___ Input data
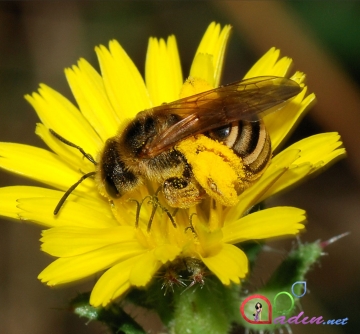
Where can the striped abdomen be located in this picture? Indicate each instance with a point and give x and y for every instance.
(250, 141)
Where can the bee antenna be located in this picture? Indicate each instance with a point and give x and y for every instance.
(70, 190)
(69, 143)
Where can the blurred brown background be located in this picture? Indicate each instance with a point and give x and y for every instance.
(39, 39)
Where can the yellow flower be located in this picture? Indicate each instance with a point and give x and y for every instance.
(89, 235)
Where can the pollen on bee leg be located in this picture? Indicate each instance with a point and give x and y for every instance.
(215, 166)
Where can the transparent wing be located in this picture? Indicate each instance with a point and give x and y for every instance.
(215, 108)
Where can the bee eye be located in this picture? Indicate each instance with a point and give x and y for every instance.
(220, 134)
(110, 187)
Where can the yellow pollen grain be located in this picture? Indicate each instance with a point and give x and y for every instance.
(215, 166)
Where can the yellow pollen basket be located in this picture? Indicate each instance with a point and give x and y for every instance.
(215, 166)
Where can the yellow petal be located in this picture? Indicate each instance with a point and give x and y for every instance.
(268, 223)
(144, 269)
(71, 125)
(124, 85)
(71, 155)
(316, 152)
(41, 211)
(25, 161)
(69, 241)
(280, 124)
(213, 44)
(65, 270)
(163, 70)
(229, 265)
(269, 64)
(255, 193)
(88, 88)
(113, 283)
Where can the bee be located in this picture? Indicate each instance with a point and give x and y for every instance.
(146, 148)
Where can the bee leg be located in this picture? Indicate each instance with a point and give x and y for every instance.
(156, 203)
(138, 207)
(182, 192)
(191, 227)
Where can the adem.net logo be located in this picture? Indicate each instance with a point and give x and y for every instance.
(257, 309)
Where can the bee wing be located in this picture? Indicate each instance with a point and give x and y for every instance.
(220, 106)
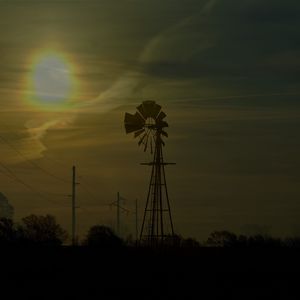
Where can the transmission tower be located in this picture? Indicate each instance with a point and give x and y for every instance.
(148, 124)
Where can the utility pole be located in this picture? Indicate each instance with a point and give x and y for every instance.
(136, 221)
(118, 214)
(73, 206)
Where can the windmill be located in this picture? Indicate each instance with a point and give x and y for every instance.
(148, 126)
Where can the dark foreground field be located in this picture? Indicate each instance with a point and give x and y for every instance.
(205, 273)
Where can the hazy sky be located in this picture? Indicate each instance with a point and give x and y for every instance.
(226, 73)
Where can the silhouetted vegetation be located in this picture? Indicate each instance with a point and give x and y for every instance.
(102, 236)
(228, 239)
(33, 230)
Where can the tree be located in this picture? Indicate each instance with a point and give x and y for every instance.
(8, 231)
(42, 230)
(102, 236)
(222, 239)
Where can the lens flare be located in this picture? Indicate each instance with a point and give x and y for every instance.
(51, 82)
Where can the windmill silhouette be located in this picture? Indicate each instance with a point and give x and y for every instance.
(148, 125)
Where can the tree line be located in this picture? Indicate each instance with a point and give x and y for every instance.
(45, 231)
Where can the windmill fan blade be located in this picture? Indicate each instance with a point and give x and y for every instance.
(142, 139)
(161, 116)
(139, 132)
(149, 109)
(164, 133)
(133, 122)
(162, 124)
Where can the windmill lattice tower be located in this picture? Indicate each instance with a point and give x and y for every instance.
(148, 124)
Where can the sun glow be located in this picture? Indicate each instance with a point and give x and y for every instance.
(52, 85)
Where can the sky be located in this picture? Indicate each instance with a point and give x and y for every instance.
(226, 73)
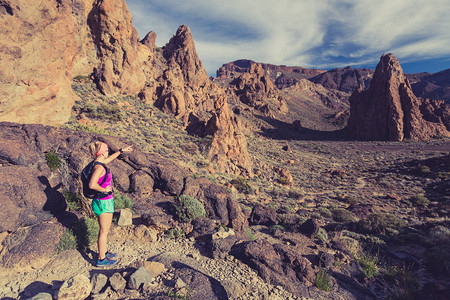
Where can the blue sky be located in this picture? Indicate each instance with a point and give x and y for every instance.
(322, 34)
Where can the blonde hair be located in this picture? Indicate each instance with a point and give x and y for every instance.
(94, 147)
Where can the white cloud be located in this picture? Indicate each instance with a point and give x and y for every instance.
(306, 33)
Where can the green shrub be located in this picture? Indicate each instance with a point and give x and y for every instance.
(53, 160)
(68, 241)
(81, 78)
(440, 234)
(342, 215)
(420, 200)
(322, 235)
(122, 201)
(242, 185)
(173, 233)
(323, 280)
(72, 199)
(86, 230)
(368, 265)
(189, 208)
(380, 223)
(326, 213)
(250, 235)
(351, 200)
(275, 228)
(284, 180)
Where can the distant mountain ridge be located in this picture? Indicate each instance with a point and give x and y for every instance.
(435, 86)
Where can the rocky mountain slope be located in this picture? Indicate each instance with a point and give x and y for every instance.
(84, 38)
(389, 110)
(242, 187)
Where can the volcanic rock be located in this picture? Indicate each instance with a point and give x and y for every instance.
(388, 109)
(346, 80)
(117, 43)
(33, 34)
(256, 89)
(187, 92)
(276, 264)
(282, 76)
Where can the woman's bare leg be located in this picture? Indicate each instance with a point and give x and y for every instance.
(104, 220)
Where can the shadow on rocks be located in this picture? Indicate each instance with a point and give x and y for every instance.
(33, 289)
(201, 286)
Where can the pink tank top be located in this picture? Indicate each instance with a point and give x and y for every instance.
(105, 184)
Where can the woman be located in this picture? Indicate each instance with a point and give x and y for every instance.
(103, 203)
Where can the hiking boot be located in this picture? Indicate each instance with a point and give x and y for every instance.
(111, 255)
(107, 262)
______
Activity →
What the task needs is the material above repeated exactly, pictures excepted.

Result of this task →
Where can the striped abdomen be located in this picture? Indicate each instance with a point and give x and y for every instance.
(250, 141)
Where can the bee antenna be located in this picture? Indicate each instance with a point and give x and y for every instance.
(70, 190)
(69, 143)
Where can the blurred brown background be located in this picture? Indicate each instance with a point and give x and y for every instance.
(39, 39)
Where can the yellow flower be located in this picture? Indicate each instance with a point and give x and y for every instance.
(89, 235)
Where can the pollen on bee leg be located in this picture? Indicate each instance with a point and give x and y for every instance.
(215, 166)
Where can the transparent wing be located in this picture? Indicate each instance with a point and give x and y for every instance.
(215, 108)
Where can the bee eye be located in this picture? Indicate each instance with a point and give x and y for every instance.
(220, 134)
(110, 187)
Where can the yellow pollen grain be located in this picture? Indicate each instance with a point and give x and y for every instance.
(215, 166)
Where can the yellow pollen basket be located in this picture? Indicate each instance with a point and give x and y for every instance.
(215, 166)
Where can the yellow petal be located in this picture? Indicate each instance with a point and give x and y for every instance.
(268, 223)
(144, 269)
(71, 125)
(124, 85)
(71, 155)
(316, 152)
(41, 211)
(25, 161)
(69, 241)
(280, 124)
(213, 44)
(65, 270)
(163, 70)
(229, 265)
(269, 64)
(255, 193)
(88, 88)
(113, 283)
Where can the bee be located in this picture? Indicate each instance with a point and give x and y for every instance.
(146, 148)
Where can the bee leg be located in this picture? Indicate each instance with a point and give x and y for every instance.
(156, 203)
(138, 207)
(182, 192)
(191, 227)
Where can the adem.net logo be located in this picture? Indicate each instance with a point and give x and y for every instance.
(257, 309)
Where can the bee wing be located in this picture? Indicate each instance with a point and give x and y for every instance.
(220, 106)
Where can the transmission tower be located in this picture? Indicate each instance with a point and give x and y for every instance.
(148, 124)
Where can the utility pole be located in this picture? Indicate each instance with a point and give x and y for every instance.
(136, 221)
(118, 214)
(73, 206)
Where can the windmill be located in this picture? Indicate each instance with a point and give x and y for every instance.
(148, 126)
Where can the dark foreground field be located in this picture? Indicate each instance with a point and give x and y for every instance.
(205, 273)
Where can the hazy sky be located in this picture? Indicate each instance with a point and give x and y for every instance.
(226, 73)
Where can the silhouetted vegetation be located in this picture? Indicate each instance with a point and give x and y for every instance.
(102, 236)
(228, 239)
(33, 230)
Where can the tree be located in this picture? Indicate each instance with a point and give x and y for every instance.
(8, 231)
(42, 230)
(102, 236)
(222, 239)
Where can the lens flare be located in this picture? Indicate each instance with a point and give x and y for every instance.
(51, 82)
Where can the windmill silhouette be located in this picture? Indicate each instance with a point and give x and y for every instance.
(148, 125)
Where can the tree line be located in this picture? Indicate each instance with a point and give x and y for every instance.
(45, 231)
Where can the windmill fan blade be located in this picture? Indicate each instance with a point and give x and y for every instance.
(142, 139)
(161, 116)
(139, 132)
(149, 109)
(164, 133)
(133, 122)
(162, 124)
Where can the windmill lattice tower be located in this picture? Indicate each instance with a point and give x and y for every instance.
(148, 124)
Where can the sun glow be located in this picture? Indicate each instance with a point and give x and y for every instance.
(52, 85)
Where can the sky be located in this picture? Indicate each instance with a point and give x and y for every instance.
(226, 73)
Where can the blue sky be located in this picture? Indicate each instance with a point and give x and y for every instance.
(322, 34)
Where can the blonde hair be located in this picture? Indicate each instance with a point and give x and y for every instance.
(94, 147)
Where can the white cloud be located in this picture? Indicate each instance with a point and give x and y for every instance.
(306, 33)
Where can the green shrub be located in this picture? Indicate each instance with a point and give x and y for every instance.
(53, 160)
(68, 241)
(81, 78)
(440, 234)
(342, 215)
(420, 200)
(322, 235)
(122, 201)
(242, 185)
(173, 233)
(323, 280)
(72, 199)
(86, 230)
(368, 265)
(189, 208)
(380, 223)
(326, 213)
(250, 235)
(351, 200)
(275, 228)
(284, 180)
Where can the distant mountain ridge be located in this picture? Indicate each instance with a point and give x and y for every instance.
(435, 86)
Where can the rocky mountain slope be located in this picture? Indicate each instance with a point and give x and y for every instance.
(84, 38)
(389, 110)
(242, 187)
Where can the volcanic rock be located in this picture? Indicate each instance with a point and give x and y for every instance.
(388, 109)
(346, 80)
(117, 43)
(33, 34)
(256, 89)
(187, 92)
(276, 264)
(282, 76)
Where can the woman's bare leg be located in this picture? Indicate each instance with a point and give x and y for every instance.
(104, 220)
Where can the shadow on rocks be located in this picture? Indicate each instance with a point and give x and y for every instance.
(33, 289)
(201, 286)
Where can the pink tank top be located in this picture? Indicate each instance with a point and give x and y for every instance.
(105, 184)
Where can the woman be located in this picture? Indicate each instance with a point and give x and y for every instance.
(103, 203)
Where can the hiking boot be located in this picture? Indicate each instance with a point and give x and y for every instance.
(111, 255)
(107, 262)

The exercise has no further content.